§ **Direction**: Output each entry verbatim and exclude every picture from it.

§ **Material shown**:

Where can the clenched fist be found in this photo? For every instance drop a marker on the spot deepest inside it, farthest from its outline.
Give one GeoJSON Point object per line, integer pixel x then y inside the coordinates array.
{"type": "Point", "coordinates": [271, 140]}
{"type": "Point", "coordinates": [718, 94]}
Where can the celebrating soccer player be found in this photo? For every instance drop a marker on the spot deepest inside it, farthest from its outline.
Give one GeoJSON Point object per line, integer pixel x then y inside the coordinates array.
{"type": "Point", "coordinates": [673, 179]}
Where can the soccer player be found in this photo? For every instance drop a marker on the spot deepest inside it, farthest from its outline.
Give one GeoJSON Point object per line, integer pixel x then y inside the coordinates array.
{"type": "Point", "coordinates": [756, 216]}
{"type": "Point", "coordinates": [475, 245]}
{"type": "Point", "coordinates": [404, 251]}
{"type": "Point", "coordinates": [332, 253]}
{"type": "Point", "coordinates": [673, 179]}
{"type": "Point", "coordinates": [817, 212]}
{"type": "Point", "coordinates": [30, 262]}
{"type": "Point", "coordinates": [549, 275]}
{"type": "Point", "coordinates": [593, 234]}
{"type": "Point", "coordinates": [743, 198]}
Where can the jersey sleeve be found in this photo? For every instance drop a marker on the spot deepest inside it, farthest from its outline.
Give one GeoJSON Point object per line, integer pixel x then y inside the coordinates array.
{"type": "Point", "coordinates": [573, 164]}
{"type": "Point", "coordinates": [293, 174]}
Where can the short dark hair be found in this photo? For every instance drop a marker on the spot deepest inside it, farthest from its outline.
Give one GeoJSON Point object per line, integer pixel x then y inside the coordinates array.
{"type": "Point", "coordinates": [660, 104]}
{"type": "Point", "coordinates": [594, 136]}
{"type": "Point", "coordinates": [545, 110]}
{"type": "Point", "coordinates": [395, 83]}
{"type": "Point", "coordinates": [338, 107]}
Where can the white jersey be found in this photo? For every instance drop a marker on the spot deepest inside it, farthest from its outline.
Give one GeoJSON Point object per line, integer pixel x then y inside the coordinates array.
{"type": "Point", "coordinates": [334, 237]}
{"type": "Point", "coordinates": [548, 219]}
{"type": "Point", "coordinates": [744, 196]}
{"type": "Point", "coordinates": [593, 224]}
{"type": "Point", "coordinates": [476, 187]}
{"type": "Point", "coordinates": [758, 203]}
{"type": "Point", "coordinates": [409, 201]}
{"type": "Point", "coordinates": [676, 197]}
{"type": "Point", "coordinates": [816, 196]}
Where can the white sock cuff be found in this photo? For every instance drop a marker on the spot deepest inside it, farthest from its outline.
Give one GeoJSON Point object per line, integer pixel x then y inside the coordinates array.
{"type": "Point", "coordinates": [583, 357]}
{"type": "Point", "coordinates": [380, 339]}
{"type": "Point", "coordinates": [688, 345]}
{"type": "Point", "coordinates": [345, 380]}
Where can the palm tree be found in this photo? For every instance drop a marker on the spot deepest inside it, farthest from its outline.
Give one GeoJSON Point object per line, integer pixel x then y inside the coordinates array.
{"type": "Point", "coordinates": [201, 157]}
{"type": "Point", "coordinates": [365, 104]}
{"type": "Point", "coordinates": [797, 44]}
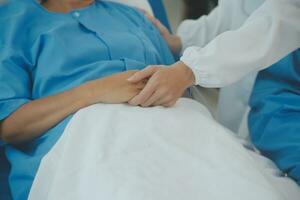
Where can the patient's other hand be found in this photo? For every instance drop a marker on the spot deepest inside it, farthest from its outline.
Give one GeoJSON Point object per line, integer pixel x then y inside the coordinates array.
{"type": "Point", "coordinates": [114, 89]}
{"type": "Point", "coordinates": [173, 41]}
{"type": "Point", "coordinates": [165, 85]}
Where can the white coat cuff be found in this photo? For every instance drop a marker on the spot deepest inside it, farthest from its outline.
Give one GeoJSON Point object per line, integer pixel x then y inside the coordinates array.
{"type": "Point", "coordinates": [190, 59]}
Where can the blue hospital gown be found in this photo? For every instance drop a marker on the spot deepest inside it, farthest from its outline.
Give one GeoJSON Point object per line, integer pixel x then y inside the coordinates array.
{"type": "Point", "coordinates": [43, 53]}
{"type": "Point", "coordinates": [274, 120]}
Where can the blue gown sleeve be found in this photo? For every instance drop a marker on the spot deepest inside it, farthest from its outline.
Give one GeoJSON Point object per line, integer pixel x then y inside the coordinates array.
{"type": "Point", "coordinates": [15, 81]}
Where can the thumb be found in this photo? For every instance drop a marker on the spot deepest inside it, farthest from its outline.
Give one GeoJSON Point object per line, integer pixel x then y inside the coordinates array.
{"type": "Point", "coordinates": [143, 74]}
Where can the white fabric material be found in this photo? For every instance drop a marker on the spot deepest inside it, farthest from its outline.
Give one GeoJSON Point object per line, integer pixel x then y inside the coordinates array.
{"type": "Point", "coordinates": [118, 152]}
{"type": "Point", "coordinates": [143, 4]}
{"type": "Point", "coordinates": [239, 37]}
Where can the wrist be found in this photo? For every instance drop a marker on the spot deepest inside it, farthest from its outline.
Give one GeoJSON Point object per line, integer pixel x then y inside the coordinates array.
{"type": "Point", "coordinates": [87, 93]}
{"type": "Point", "coordinates": [188, 73]}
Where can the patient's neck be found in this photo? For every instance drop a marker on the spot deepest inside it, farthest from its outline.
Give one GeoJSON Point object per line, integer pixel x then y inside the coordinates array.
{"type": "Point", "coordinates": [65, 6]}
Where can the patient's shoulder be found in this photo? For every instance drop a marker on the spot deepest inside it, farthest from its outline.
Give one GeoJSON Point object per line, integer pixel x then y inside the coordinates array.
{"type": "Point", "coordinates": [133, 13]}
{"type": "Point", "coordinates": [16, 19]}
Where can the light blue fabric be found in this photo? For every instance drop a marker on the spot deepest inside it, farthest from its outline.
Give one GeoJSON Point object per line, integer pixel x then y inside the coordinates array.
{"type": "Point", "coordinates": [274, 120]}
{"type": "Point", "coordinates": [44, 53]}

§ **Solution to the problem**:
Where can the clenched fist be found in this photo? For every instance drop a marker on the spot deepest inside it, farthest from its outline.
Give one GeoJSON Point object per line, integer pixel x then y inside the coordinates array.
{"type": "Point", "coordinates": [271, 140]}
{"type": "Point", "coordinates": [718, 94]}
Where can the celebrating soccer player be found in this photo? For every instance drop a marker on the spot deepest inside it, farthest from its outline.
Give one GeoJSON Point object per line, integer pixel x then y inside the coordinates array.
{"type": "Point", "coordinates": [673, 179]}
Where can the soccer player be found in this photo? For every instance drop a marker on the spot deepest inside it, farthest from its outline.
Give one GeoJSON Point object per line, integer pixel x then y inside the coordinates array.
{"type": "Point", "coordinates": [756, 216]}
{"type": "Point", "coordinates": [475, 245]}
{"type": "Point", "coordinates": [404, 251]}
{"type": "Point", "coordinates": [332, 253]}
{"type": "Point", "coordinates": [673, 179]}
{"type": "Point", "coordinates": [817, 212]}
{"type": "Point", "coordinates": [30, 262]}
{"type": "Point", "coordinates": [549, 275]}
{"type": "Point", "coordinates": [593, 234]}
{"type": "Point", "coordinates": [743, 198]}
Where can the jersey sleeve be found in this photo? For every instance drop a marker on the spot deepest inside it, farthest from its outline.
Give one GeoJSON Point object per line, integer pixel x then y inside the coordinates array.
{"type": "Point", "coordinates": [573, 164]}
{"type": "Point", "coordinates": [293, 174]}
Where can the short dark hair be found in this photo? For every instance drop a marker on the spot deepest inside it, farthest from its outline.
Give one GeoJSON Point object per line, integer pixel x then y inside the coordinates array.
{"type": "Point", "coordinates": [660, 104]}
{"type": "Point", "coordinates": [594, 136]}
{"type": "Point", "coordinates": [545, 110]}
{"type": "Point", "coordinates": [395, 83]}
{"type": "Point", "coordinates": [338, 107]}
Where can the white jersey be found in this photo? For every instance drop a marker on the spot deepest inside it, farthest from its outline.
Give one GeoJSON Point object per line, integer pixel x then y inside the coordinates array.
{"type": "Point", "coordinates": [334, 237]}
{"type": "Point", "coordinates": [548, 219]}
{"type": "Point", "coordinates": [744, 196]}
{"type": "Point", "coordinates": [593, 224]}
{"type": "Point", "coordinates": [476, 187]}
{"type": "Point", "coordinates": [758, 203]}
{"type": "Point", "coordinates": [409, 201]}
{"type": "Point", "coordinates": [676, 197]}
{"type": "Point", "coordinates": [816, 196]}
Where can the white sock cuff be found in this photo? For every instance drop a marker on the spot deepest inside it, farthest from its outline.
Give one GeoJSON Point object per line, integer pixel x then y inside the coordinates array.
{"type": "Point", "coordinates": [583, 357]}
{"type": "Point", "coordinates": [380, 339]}
{"type": "Point", "coordinates": [688, 345]}
{"type": "Point", "coordinates": [345, 380]}
Where can the palm tree be found in this photo? For every instance drop a marker on the spot deepest inside it, farthest from its outline.
Give one GeoJSON Point object per line, integer pixel x then y inside the coordinates array.
{"type": "Point", "coordinates": [201, 157]}
{"type": "Point", "coordinates": [365, 104]}
{"type": "Point", "coordinates": [797, 44]}
Where can the patient's other hand be found in this photo? For every instance drop a marker on the spot deepest inside it, farthest from its outline.
Give one GeoJSON Point object per line, integer pixel x then y inside the coordinates array.
{"type": "Point", "coordinates": [114, 89]}
{"type": "Point", "coordinates": [173, 41]}
{"type": "Point", "coordinates": [165, 85]}
Where can the white coat cuff be found in this photo? For every instance drop a marker on the spot deepest inside it, farthest from its outline.
Give one GeoJSON Point object per line, integer pixel x then y inside the coordinates array.
{"type": "Point", "coordinates": [190, 59]}
Where can the blue hospital gown be found in this photo? For every instance drop a marker on the spot deepest inside it, farthest from its outline.
Give one GeoJSON Point object per line, integer pixel x then y inside the coordinates array.
{"type": "Point", "coordinates": [43, 53]}
{"type": "Point", "coordinates": [274, 120]}
Where can the blue gown sleeve be found in this photo? For every instance drop a marker on the spot deepest inside it, farthest from its outline.
Give one GeoJSON Point object per line, integer pixel x then y inside the coordinates array.
{"type": "Point", "coordinates": [15, 81]}
Where can the thumb be found in this photo? For every instance drop a marker on the spot deepest inside it, farthest from its outline.
Give one GeoJSON Point object per line, integer pixel x then y inside the coordinates array.
{"type": "Point", "coordinates": [143, 74]}
Where can the white fabric material be found in this photo? For every instance drop a marker on the spot deepest inside it, farthest from its outline.
Give one GeoJSON Point object per line, integer pixel x then y inside the coordinates array.
{"type": "Point", "coordinates": [118, 152]}
{"type": "Point", "coordinates": [143, 4]}
{"type": "Point", "coordinates": [239, 37]}
Where can the wrist be found in this photo? For every instance drop a marker on the spot deepest inside it, farthest from its outline.
Give one GeoJSON Point object per line, integer pixel x then y inside the coordinates array.
{"type": "Point", "coordinates": [87, 93]}
{"type": "Point", "coordinates": [188, 73]}
Where can the patient's neck be found in this photo? For every instance drop a marker on the spot deepest inside it, farthest from its outline.
Give one GeoJSON Point object per line, integer pixel x then y inside the coordinates array.
{"type": "Point", "coordinates": [65, 6]}
Where can the patient's shoulder be found in this photo? For every instance drop a marker on the spot deepest inside it, farthest from its outline.
Give one GeoJSON Point object per line, integer pixel x then y inside the coordinates array.
{"type": "Point", "coordinates": [133, 13]}
{"type": "Point", "coordinates": [16, 19]}
Where can the light blue fabric be found in this photo? For every instance drop a marker on the spot deepest inside it, farthest from its outline.
Give one GeoJSON Point object per line, integer pixel x then y inside the coordinates array.
{"type": "Point", "coordinates": [274, 120]}
{"type": "Point", "coordinates": [44, 53]}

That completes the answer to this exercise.